Dataset entries:

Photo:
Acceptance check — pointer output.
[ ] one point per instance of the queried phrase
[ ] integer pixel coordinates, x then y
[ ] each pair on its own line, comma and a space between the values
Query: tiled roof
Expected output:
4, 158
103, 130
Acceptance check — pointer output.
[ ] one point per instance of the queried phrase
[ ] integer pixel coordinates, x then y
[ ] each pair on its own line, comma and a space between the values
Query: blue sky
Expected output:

:: WORK ITEM ::
An exact copy of all the records above is needed.

:: RESPONSE BOX ::
Photo:
Acceptance check — pointer output.
[ ] one point per instance of the queried phrase
[ ] integer pixel coordinates, x then y
[ ] each pair on its own line, comma and a space between the values
Query: tiled roof
Expected output:
4, 158
103, 130
Acceptance check — pointer output.
[ ] one point per instance of the queried phrase
[ ] integer pixel coordinates, x then y
[ ] each pair on its own line, comma and a space between the values
Query: blue sky
Expected output:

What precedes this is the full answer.